### Exercise tasks
1 > Name every entry in the pretty-printing library documentation whose contract is (natural-number/c doc? -> doc?).
2 > Duplicate the stretch of the pretty-printing library documentation from "squote : doc?" through "code, for example.)".

### Document excerpt
3.7 Useful Constants
comma : doc? |
(char #\,)
semi : doc? |
(char #\;)
colon : doc? |
(char #\:)
lparen : doc? |
(char #\()
rparen : doc? |
(char #\))
lbracket : doc? |
(char #\[)
rbracket : doc? |
(char #\])
lbrace : doc? |
(char #\{)
rbrace : doc? |
(char #\})
langle : doc? |
(char #\<)
rangle : doc? |
(char #\>)
space : doc? |
(char #\space)
ellipsis : doc? |
(text "...")
squote : doc? |
(char #\')
dquote : doc? |
(char #\")
dot : doc? |
(char #\.)
backslash : doc? |
(char #\\)
equals : doc? |
(char #\=)
4 Haskell Compatibility Library
(require (planet dherman/pprint:4/haskell))
For those who are more familiar with the names in the Haskell library, this library is provided as a compatibility mode. (This might be useful for porting existing Haskell code, for example.)
empty : doc? |
Same as empty.
char : doc? |
Same as char.
text : doc? |
Same as text.
nest : (natural-number/c doc? -> doc?) |
Same as nest.
group : (doc? -> doc?) |
Same as group.
line : doc? |
Same as line.
linebreak : doc? |
Same as break.
softline : doc? |
Same as soft-line.
softbreak : doc? |
Same as soft-break.
<> : (doc? ... -> doc?) |
Same as h-append.
<+> : (doc? ... -> doc?) |
Same as hs-append.
<$> : (doc? ... -> doc?) |
Same as v-append.
</> : (doc? ... -> doc?) |
Same as vs-append.
<$$> : (doc? ... -> doc?) |
Same as vb-append.
<//> : (doc? ... -> doc?) |
Same as vsb-append.
hcat : ((listof doc?) -> doc?) |
Same as h-concat.
hsep : ((listof doc?) -> doc?) |
Same as hs-concat.
vsep : ((listof doc?) -> doc?) |
Same as v-concat.
fill-sep : ((listof doc?) -> doc?) |
Same as vs-concat.
sep : ((listof doc?) -> doc?) |
Same as v-concat/s.
vcat : ((listof doc?) -> doc?) |
Same as vb-concat.
fill-cat : ((listof doc?) -> doc?) |
Same as vsb-concat.
cat : ((listof doc?) -> doc?) |
Same as vb-concat/s.
punctuate : (doc? (listof doc?) -> doc?) |
Same as apply-infix.
fill : (natural-number/c doc? -> doc?) |
Same as fill.
fill-break : (natural-number/c doc? -> doc?) |
Same as fill/break.
align : (doc? -> doc?) |
Same as align.
hang : (natural-number/c doc? -> doc?) |
Same as hang.
indent : (natural-number/c doc? -> doc?) |
Same as indent.
comma : doc? |
Same as comma.
semi : doc? |
Same as semi.
colon : doc? |
Same as colon.
lparen : doc? |
Same as lparen.
rparen : doc? |
Same as rparen.
lbrace : doc? |
Same as lbrace.
rbrace : doc? |
Same as rbrace.
lbracket : doc? |
Same as lbracket.

### Information shown
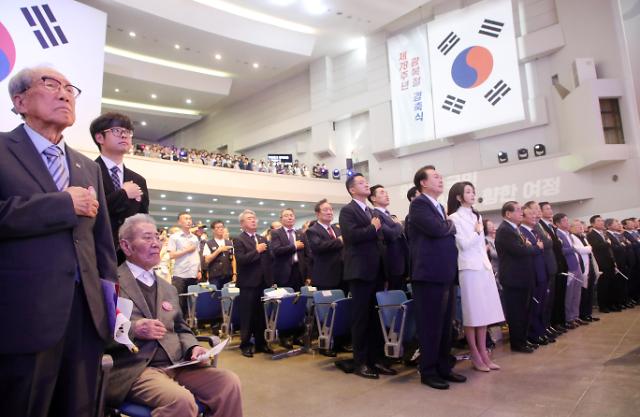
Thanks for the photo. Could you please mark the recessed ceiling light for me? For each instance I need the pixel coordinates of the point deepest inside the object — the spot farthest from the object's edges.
(258, 17)
(165, 62)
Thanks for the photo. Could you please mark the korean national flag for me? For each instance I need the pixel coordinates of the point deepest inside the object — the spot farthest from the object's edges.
(474, 69)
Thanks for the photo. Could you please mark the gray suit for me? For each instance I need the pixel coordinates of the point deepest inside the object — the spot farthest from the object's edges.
(176, 342)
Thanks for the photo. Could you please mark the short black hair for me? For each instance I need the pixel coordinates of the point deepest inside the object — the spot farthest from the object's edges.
(411, 194)
(373, 192)
(509, 206)
(557, 218)
(351, 179)
(420, 175)
(109, 120)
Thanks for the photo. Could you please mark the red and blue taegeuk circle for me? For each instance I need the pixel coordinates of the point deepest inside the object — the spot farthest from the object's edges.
(7, 53)
(472, 67)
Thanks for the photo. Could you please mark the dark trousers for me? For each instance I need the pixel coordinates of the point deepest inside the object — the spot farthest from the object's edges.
(434, 304)
(59, 381)
(366, 333)
(536, 312)
(586, 298)
(557, 315)
(549, 300)
(182, 284)
(252, 321)
(517, 303)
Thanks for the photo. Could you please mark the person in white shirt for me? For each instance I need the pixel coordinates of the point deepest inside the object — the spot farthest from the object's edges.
(480, 300)
(183, 248)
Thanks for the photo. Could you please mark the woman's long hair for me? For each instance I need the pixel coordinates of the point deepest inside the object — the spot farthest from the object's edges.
(457, 190)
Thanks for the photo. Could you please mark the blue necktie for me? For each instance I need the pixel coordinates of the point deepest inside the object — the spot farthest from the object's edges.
(56, 166)
(115, 178)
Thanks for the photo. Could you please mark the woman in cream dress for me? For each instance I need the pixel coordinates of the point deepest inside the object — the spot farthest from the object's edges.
(480, 300)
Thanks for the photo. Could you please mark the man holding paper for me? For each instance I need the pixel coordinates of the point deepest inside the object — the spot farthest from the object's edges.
(159, 331)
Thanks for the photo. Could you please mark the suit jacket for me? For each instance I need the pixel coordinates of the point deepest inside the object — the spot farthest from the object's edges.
(561, 262)
(601, 251)
(253, 268)
(119, 205)
(44, 244)
(432, 243)
(363, 247)
(326, 253)
(177, 342)
(395, 242)
(282, 252)
(515, 257)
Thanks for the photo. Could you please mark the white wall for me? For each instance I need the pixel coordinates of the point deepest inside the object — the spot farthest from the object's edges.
(588, 28)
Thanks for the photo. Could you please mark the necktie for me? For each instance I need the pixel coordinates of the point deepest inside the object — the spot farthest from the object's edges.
(56, 167)
(115, 177)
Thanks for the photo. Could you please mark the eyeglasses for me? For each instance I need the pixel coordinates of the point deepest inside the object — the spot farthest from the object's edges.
(120, 131)
(54, 85)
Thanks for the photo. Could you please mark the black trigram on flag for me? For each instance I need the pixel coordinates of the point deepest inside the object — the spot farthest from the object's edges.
(498, 91)
(453, 104)
(448, 43)
(41, 23)
(491, 28)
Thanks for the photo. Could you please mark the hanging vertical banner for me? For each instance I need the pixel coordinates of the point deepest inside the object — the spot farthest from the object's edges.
(410, 87)
(63, 34)
(474, 68)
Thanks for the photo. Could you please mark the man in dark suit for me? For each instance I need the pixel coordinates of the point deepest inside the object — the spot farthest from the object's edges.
(56, 244)
(394, 238)
(254, 275)
(287, 249)
(434, 267)
(125, 190)
(558, 288)
(363, 268)
(325, 244)
(163, 339)
(517, 275)
(601, 245)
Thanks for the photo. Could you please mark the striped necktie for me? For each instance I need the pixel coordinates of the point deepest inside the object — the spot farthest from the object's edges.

### Answers in order
1 > nest, fill, fill-break, hang, indent

2 >
squote : doc? |
(char #\')
dquote : doc? |
(char #\")
dot : doc? |
(char #\.)
backslash : doc? |
(char #\\)
equals : doc? |
(char #\=)
4 Haskell Compatibility Library
(require (planet dherman/pprint:4/haskell))
For those who are more familiar with the names in the Haskell library, this library is provided as a compatibility mode. (This might be useful for porting existing Haskell code, for example.)